**Objective**
Reproduce the data from its first line through the line containing "x=667, y=592", replacing "reference point" with "target point" and leaving everything else unchanged.

Dataset excerpt:

_ _ _ _ _ _ _

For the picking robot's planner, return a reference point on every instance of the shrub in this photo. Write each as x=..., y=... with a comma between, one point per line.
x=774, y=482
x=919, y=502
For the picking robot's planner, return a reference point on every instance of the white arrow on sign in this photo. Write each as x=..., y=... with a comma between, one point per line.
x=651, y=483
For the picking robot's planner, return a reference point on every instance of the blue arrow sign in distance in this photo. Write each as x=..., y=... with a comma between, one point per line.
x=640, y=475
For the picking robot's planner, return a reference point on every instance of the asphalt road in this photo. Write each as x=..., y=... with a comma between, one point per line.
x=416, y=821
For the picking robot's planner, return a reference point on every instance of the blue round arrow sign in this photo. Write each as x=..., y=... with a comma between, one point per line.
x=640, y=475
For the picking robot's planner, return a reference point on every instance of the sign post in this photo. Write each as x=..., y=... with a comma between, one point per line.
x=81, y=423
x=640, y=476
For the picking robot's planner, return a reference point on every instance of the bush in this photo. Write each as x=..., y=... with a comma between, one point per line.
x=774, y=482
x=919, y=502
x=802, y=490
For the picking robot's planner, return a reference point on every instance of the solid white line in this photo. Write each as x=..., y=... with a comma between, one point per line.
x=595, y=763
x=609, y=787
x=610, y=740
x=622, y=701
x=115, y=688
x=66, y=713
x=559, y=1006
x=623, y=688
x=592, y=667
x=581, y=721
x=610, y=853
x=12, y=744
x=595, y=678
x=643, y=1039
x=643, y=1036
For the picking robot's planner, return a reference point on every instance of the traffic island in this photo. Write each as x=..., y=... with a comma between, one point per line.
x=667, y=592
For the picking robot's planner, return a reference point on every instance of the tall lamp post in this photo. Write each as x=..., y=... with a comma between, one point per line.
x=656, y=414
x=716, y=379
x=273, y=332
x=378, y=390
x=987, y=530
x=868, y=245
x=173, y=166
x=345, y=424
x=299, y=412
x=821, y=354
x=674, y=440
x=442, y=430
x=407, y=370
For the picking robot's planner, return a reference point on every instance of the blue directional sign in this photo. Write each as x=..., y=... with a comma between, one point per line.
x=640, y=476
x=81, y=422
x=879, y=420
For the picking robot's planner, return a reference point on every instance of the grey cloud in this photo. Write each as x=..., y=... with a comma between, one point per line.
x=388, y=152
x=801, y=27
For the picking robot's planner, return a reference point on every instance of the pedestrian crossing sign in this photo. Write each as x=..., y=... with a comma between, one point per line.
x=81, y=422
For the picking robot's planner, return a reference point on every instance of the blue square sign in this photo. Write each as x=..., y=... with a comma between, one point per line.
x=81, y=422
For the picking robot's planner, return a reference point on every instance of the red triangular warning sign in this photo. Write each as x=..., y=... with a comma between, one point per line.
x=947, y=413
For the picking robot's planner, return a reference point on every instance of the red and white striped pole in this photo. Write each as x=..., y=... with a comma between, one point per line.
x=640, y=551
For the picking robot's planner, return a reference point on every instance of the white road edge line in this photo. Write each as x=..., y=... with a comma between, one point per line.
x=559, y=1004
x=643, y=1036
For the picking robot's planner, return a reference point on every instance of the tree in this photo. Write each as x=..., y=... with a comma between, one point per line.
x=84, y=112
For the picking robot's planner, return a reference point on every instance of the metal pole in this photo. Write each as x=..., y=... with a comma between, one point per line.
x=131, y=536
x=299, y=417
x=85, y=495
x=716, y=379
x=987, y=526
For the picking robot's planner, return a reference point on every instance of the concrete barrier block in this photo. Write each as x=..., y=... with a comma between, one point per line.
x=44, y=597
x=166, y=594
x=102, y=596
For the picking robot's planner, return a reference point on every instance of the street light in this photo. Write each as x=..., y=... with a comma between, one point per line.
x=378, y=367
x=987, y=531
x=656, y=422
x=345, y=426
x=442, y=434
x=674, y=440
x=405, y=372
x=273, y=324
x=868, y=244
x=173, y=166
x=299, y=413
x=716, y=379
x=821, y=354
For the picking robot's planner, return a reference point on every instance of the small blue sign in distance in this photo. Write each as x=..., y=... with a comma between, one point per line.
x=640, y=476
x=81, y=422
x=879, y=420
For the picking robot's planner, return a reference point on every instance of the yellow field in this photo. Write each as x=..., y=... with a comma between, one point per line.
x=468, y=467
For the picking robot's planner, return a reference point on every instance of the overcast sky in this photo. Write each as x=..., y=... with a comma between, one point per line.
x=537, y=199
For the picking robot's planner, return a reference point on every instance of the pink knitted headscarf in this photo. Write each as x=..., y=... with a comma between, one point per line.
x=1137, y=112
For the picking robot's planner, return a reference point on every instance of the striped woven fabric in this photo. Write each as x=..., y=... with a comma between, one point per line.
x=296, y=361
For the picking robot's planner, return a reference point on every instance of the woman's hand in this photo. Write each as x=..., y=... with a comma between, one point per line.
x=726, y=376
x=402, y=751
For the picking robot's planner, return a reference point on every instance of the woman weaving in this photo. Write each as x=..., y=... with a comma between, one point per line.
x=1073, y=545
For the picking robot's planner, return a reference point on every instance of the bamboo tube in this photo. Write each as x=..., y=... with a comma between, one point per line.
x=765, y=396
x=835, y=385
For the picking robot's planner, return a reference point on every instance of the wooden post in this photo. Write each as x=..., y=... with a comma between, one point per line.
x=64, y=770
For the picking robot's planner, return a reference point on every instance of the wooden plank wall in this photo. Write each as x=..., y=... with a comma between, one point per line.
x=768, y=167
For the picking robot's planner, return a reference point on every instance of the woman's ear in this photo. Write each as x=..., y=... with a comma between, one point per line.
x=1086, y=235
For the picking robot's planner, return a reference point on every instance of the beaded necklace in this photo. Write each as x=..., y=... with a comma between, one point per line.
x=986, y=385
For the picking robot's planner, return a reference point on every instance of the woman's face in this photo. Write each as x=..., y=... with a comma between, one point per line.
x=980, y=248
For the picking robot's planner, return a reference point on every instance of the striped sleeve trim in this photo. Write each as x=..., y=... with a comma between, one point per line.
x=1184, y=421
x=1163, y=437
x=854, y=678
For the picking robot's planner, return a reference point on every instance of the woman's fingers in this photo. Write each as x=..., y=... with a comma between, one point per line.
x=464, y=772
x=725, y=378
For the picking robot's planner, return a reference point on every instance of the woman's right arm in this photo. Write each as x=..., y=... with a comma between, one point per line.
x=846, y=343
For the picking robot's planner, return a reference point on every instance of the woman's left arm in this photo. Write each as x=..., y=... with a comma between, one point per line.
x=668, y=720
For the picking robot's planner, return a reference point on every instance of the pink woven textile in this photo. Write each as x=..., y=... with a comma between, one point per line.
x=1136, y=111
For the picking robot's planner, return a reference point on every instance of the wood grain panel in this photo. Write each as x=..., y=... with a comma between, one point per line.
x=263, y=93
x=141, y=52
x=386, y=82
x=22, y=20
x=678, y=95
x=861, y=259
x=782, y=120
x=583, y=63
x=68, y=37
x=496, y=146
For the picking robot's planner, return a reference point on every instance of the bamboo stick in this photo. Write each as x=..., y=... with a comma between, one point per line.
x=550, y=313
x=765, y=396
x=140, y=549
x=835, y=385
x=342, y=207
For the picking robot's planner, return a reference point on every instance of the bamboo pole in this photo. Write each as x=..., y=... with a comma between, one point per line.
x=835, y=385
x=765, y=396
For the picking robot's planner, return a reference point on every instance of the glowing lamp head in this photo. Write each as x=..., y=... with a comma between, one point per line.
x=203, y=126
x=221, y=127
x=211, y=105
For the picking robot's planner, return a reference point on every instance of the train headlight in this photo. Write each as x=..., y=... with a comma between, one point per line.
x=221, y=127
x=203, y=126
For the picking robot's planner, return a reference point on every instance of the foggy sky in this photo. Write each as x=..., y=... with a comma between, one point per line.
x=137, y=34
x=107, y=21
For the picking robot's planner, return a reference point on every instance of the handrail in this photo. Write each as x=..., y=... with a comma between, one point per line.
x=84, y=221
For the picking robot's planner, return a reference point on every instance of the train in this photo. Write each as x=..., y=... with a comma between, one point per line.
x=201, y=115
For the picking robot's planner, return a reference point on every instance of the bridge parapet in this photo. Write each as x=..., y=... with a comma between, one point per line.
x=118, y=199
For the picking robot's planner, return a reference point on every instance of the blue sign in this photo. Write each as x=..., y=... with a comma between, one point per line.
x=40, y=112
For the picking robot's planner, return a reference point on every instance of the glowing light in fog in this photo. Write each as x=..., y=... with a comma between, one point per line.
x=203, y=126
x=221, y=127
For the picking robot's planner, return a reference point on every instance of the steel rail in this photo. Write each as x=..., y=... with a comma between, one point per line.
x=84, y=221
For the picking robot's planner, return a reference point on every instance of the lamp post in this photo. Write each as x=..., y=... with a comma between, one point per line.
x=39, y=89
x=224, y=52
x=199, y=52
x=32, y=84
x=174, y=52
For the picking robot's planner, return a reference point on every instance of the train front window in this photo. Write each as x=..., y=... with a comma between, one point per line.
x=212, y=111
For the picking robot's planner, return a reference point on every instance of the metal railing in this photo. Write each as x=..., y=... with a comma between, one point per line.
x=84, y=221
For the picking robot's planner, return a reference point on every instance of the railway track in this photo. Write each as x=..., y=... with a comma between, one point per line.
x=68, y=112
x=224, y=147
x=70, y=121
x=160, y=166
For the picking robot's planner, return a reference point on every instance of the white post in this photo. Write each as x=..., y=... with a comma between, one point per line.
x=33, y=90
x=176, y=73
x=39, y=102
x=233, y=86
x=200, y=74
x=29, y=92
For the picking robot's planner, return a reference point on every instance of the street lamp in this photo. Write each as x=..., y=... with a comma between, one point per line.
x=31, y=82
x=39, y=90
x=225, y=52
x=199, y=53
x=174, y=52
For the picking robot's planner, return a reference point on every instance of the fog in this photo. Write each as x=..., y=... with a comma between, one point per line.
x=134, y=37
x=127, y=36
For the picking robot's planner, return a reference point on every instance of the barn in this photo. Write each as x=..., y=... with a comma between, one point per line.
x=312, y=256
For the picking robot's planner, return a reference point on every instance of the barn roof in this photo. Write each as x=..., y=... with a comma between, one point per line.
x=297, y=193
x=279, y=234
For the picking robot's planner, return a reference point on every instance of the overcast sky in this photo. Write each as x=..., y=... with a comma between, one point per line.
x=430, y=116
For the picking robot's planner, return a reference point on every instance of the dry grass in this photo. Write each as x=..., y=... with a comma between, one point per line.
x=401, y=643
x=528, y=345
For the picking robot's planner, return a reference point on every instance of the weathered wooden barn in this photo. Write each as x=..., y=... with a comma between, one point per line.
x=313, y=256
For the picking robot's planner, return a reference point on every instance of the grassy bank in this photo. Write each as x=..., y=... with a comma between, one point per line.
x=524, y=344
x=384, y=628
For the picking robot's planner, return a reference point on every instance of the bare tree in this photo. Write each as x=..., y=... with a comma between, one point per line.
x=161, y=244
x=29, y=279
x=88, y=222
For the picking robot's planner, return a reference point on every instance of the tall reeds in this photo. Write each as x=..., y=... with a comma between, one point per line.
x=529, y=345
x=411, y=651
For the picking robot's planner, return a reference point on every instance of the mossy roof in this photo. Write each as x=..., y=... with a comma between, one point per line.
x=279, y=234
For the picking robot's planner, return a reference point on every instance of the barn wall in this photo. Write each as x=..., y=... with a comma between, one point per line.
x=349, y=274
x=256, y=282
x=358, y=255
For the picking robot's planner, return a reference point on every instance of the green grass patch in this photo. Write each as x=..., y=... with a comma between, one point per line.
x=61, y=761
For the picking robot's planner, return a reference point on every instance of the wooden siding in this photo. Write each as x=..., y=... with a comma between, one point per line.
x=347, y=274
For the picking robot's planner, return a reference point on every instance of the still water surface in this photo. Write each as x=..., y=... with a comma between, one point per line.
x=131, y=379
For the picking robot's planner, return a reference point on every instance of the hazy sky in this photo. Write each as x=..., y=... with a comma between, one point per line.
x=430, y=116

_ _ _ _ _ _ _

**Exercise output**
For the picking robot's planner, return a target point on every instance of the shrub in this photo. Write each as x=..., y=... with a comma between, one point per line.
x=774, y=482
x=919, y=502
For the picking robot's planner, return a target point on every instance of the white arrow on sign in this photo. Write each as x=..., y=... with a comma between, one point per line.
x=651, y=483
For the picking robot's planner, return a target point on every instance of the blue arrow sign in distance in this photo. Write each as x=..., y=... with a comma between, one point per line.
x=640, y=475
For the picking robot's planner, return a target point on every instance of the asphalt road in this photo. Write each as x=..., y=... with a comma between, one point per line.
x=416, y=821
For the picking robot's planner, return a target point on every instance of the blue round arrow sign in this photo. Write each as x=..., y=... with a comma between, one point per line.
x=640, y=475
For the picking robot's planner, return a target point on every instance of the sign post in this photo. Write each as x=..., y=... with a comma between, one point per line.
x=81, y=423
x=640, y=476
For the picking robot's planner, return a target point on every instance of the bush in this photo. Write each as x=..., y=... with a comma between, one point per line.
x=774, y=482
x=919, y=502
x=802, y=490
For the picking robot's planner, return a target point on every instance of the solid white line in this photo. Write each as x=..., y=... with a comma between, one point per line.
x=595, y=763
x=609, y=787
x=610, y=740
x=622, y=701
x=115, y=688
x=66, y=713
x=559, y=1006
x=623, y=688
x=592, y=667
x=581, y=721
x=610, y=853
x=12, y=744
x=595, y=678
x=643, y=1039
x=643, y=1036
For the picking robot's planner, return a target point on every instance of the traffic island in this photo. Write each as x=..., y=... with a comma between, one point per line.
x=667, y=592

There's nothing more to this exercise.